• **Page text**:
Abdominal pain?? - page 2

Hi everyone, Today I did an assessment on a patient in an institution I am doing clinical at, let me know what you think: Male in mid 40s, presenting with Left upper quadrant abd. pain. radiating... Read More

  1. by   NurseDiva76
    Whew! Thank god!
  2. by   1st edition
    I would like to have clarification also on the BS. One would not admin ANY insulin w/ BS 21. Liver is on the Rt side, pancreas on Lt
  3. by   MIA-RN1
    i guess pancreatitis. Very painful.
  4. by   augigi
    Depends what units you're using for blood sugar - here in Australia, we'd definitely treat a blood sugar of 21.5 (mmol/L)!! But in the US, that'd be called 215.

    I'd be thinking pancreatitis or gallbladder, but impossible to tell without more info.
  5. by   Creamsoda
    In Canada a BG of 21 is high, so we would give the insulin. A normal range would be between 4-7
  6. by   EricJRN
    Oops. Duplicate post.
  7. by   TrudyRN
    It could be stomach, bowel, heart, pulmonary, pericarditis, spleen, pancreas, autonomic neuropathy from the DM, even renal.

    Any vomiting? Any lab results besides the 215 blood sugar? did they do any imaging or x rays?
  8. by   sequelae
    could it be he has hepatomegaly? im not sure but isnt that the pain could be visceral in nature? when it is enlarged as in hepatomegaly, the nerve endings gets "irritated?" it MIGHT be it
  9. by   ElvishDNP
    I would also like to know amylase/lipase since it could be pancreatitis.

    Also, folks in DKA will sometimes present with sx similar to acute abdomen that resolve once the DKA is resolved. Even though the BG was only 215, not nearly as high as I've seen, there can still be ketoacidosis. Just a thought.
  10. by   Antikigirl
    Okay...abdomen. First remind yourself of how many organs can cause direct pain in the abdomen, then take reffered pain from other organs/muscles/nerves. Abdomen..the big void of uncertainty! You will find this especially significant when it comes to women! Man when we get a female abdominal pain pt...we groan because it can be soooo much!

    So basically you did very well by getting them to the ER for tests, because tests are about the only way the MD is going to figure out what is wrong! It isn't really a matter of 'what is wrong' from the RN perspective as much as it is "get the right help from someone that can Dx this properly so they can get help according to what IS wrong". You did well, and I am sure a GI specialist was called in to help Dx it!

    It could be one thing or chain reaction of several things...you just never know. So lump that into your labs, tests, and assessment and work on getting the help needed for a quick and correct Dx by a qualified MD! We aren't MD's...so it is our jobs to advocate for getting one so they can give us the info WE need to do OUR jobs!

• **Excerpted data**:

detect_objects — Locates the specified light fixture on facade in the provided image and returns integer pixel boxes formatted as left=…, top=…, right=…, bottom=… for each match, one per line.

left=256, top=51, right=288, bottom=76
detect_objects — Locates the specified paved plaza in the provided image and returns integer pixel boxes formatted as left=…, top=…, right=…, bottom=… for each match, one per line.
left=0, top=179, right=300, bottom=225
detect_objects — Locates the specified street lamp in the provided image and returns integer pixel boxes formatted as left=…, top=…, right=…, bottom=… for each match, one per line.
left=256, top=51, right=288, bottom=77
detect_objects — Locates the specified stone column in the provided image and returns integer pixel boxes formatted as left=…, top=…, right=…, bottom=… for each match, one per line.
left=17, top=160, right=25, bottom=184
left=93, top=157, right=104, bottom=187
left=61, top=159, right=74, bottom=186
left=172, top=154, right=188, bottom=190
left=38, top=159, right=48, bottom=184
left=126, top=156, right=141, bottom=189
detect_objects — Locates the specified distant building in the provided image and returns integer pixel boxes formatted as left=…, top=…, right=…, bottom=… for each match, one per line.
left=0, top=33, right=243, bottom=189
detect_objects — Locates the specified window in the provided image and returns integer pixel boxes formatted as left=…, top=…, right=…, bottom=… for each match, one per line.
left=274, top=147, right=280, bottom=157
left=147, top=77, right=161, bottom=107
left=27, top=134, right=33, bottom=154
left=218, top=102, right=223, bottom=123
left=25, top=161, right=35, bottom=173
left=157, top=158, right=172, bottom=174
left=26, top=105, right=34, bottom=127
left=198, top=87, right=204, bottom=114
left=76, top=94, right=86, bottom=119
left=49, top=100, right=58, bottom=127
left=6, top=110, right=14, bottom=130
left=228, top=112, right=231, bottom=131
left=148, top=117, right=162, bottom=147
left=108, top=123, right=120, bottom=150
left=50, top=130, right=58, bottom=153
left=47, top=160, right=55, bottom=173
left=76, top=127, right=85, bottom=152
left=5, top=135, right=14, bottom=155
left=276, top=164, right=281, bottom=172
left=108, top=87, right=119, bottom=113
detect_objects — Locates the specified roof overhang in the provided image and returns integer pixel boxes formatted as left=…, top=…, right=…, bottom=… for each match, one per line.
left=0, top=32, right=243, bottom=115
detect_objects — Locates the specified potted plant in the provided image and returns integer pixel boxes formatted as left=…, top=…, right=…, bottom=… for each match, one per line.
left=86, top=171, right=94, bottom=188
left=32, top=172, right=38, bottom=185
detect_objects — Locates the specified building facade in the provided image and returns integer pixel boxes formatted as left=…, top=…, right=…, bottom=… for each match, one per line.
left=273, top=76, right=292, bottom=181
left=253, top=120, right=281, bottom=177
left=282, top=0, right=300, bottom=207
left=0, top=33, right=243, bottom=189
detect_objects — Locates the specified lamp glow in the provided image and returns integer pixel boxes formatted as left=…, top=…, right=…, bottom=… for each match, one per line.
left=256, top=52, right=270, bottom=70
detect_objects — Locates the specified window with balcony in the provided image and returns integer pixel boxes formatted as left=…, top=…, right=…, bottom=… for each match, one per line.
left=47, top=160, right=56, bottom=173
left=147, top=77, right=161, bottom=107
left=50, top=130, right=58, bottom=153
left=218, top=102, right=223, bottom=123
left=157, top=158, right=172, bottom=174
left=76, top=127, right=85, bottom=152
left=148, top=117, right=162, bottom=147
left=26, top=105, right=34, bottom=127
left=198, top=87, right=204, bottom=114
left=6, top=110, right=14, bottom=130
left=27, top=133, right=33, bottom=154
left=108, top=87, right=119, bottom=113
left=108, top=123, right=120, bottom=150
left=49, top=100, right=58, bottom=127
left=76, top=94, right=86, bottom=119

• **Work instruction 1**:
Rewrite the paragraph of the abdominal pain thread that begins "Also, folks in DKA" in a shorter form, keeping its main facts.
• **Work instruction 2**:
Continue the abdominal pain forum thread with the next part, starting after its final post.

• **Task answer 1**:
People in DKA can present with symptoms resembling an acute abdomen, which go away once the DKA resolves. Even with a blood glucose of only 215, lower than the poster has often seen, ketoacidosis is still possible.

• **Task answer 2**:
  11. by   EricJRN
    We keep referring to a blood glucose of 215, but I think 21.5 mmol/L would be much higher than 215 mg/dL. Anyone know how it converts?
  12. by   cardiacRN2006
    21.5 mmol/L (387 mg/dL)

    Multiply by 18

    What are mg/dl and mmol/l? How to convert? Glucose? Cholesterol?




    So, IMO, 6 units is not enough for a BS of 387.
    Last edit by cardiacRN2006 on Nov 14, '06 : Reason: Because I can't spell
  13. by   Antikigirl
    My hospital is doing this wierd thing with diabetics. Not only do you do a certain sliding scale with novolog back up, but now you have to count carbs a pt eats and divide it by 15 and the number gotten is the amount of units of novolog insulin to give. It is driving me nuts!

    I can't be assured that that patient ate that much (maybe a family member ate some?), subjective between people on guessing anyway, and what do you do in cases of emisis? Oh and don't get me started on NPO status but they snuck in a snack a family member brought! UHGGGGGGGGG. I think it is insane and a huge liablity!

    Anywhoooo..when I hear of CBG I hear it as say 215, and know it is high and look at my orders on sliding scale for what range the MD wants insulin tx on, and it is written how much. Norm for fasting is above 120 high, below 80 low. But I had to giggle and grown when I couldn't remember the unit of measurement anymore because it is just how our glucometers work...LOL!

    So I looked it up! MG/DL for us...if you need a different scale or what not...lab is called in for a blood draw. If we get results above 350 or below 65 a blood draw is done and needs to be ordered by our policy (and MD notified).